[Passage given]
========================================================================

He added that the Minister’s comments appeared to have been made without checking
first what he had said. The letter that was received by the OTP arrived at
the end of the day on Friday 3 December, a long time after it had been discussed
in the media.

Asked for a
comment now that President Tudjman was dead, Blewitt replied that his reaction
remained the same as it had been two weeks ago. If there was a change in government
he hoped that it would lead to better cooperation on the part of Croatia.
He added that their lack of cooperation in the past had been reported to the
Security Council, but it had still failed to change.

On the last
visit by the Prosecutor and Deputy Prosecutor to Zagreb, observations had
been made that Zagreb appeared to use every available opportunity to publicly
attack the Tribunal which was not really a sign of a government wishing to
cooperate with the Tribunal, Blewitt said. He added that he found the Minister’s
outburst and letter to be consistent with the approach of using the media
to criticize the Tribunal at every available opportunity, which he hoped would

Asked whether
the Prosecution had any plans to visit Croatia, Blewitt replied that they
would go on the next occasion they visited the former Yugoslavia. He added
that they planned to visit the region next year, however as the Prosecutor
planned to spent a lot of time in Arusha and Kigali next year, it would be
necessary to work out her agenda.

========================================================================

[What is expected] In the passage about Blewitt's remarks on Croatia, when did the letter received by the OTP arrive?

========================================================================

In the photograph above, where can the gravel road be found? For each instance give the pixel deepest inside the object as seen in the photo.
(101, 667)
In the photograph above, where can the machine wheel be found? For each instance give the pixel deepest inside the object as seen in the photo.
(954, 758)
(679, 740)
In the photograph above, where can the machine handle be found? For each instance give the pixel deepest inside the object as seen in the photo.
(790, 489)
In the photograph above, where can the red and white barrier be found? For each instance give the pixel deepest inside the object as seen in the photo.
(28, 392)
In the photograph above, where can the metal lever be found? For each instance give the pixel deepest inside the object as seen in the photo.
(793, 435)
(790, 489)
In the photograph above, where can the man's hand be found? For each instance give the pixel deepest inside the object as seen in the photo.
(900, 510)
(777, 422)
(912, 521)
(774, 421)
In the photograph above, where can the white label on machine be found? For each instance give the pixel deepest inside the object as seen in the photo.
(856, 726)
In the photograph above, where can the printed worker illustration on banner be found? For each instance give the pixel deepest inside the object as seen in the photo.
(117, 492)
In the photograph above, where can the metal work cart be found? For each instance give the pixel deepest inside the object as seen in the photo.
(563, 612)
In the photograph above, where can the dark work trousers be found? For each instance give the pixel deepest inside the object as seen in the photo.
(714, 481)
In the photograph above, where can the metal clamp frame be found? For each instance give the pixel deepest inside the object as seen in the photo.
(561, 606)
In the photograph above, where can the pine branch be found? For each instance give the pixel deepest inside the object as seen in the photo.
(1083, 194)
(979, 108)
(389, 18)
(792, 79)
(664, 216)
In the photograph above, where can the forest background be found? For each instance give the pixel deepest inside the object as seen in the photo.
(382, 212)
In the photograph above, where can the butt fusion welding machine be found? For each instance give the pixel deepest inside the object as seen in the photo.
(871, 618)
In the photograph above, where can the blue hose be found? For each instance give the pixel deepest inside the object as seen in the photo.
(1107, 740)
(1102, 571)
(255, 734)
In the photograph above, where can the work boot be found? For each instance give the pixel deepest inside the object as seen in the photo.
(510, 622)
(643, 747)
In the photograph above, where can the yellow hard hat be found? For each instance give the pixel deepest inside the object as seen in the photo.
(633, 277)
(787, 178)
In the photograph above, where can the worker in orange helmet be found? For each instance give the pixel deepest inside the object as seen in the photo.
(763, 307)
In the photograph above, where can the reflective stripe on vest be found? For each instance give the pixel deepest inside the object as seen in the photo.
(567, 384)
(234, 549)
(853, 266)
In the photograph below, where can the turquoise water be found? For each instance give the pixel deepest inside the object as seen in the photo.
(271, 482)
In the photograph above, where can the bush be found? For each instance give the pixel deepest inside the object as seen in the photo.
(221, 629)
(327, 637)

========================================================================

[Solved problem] It arrived at the end of the day on Friday 3 December.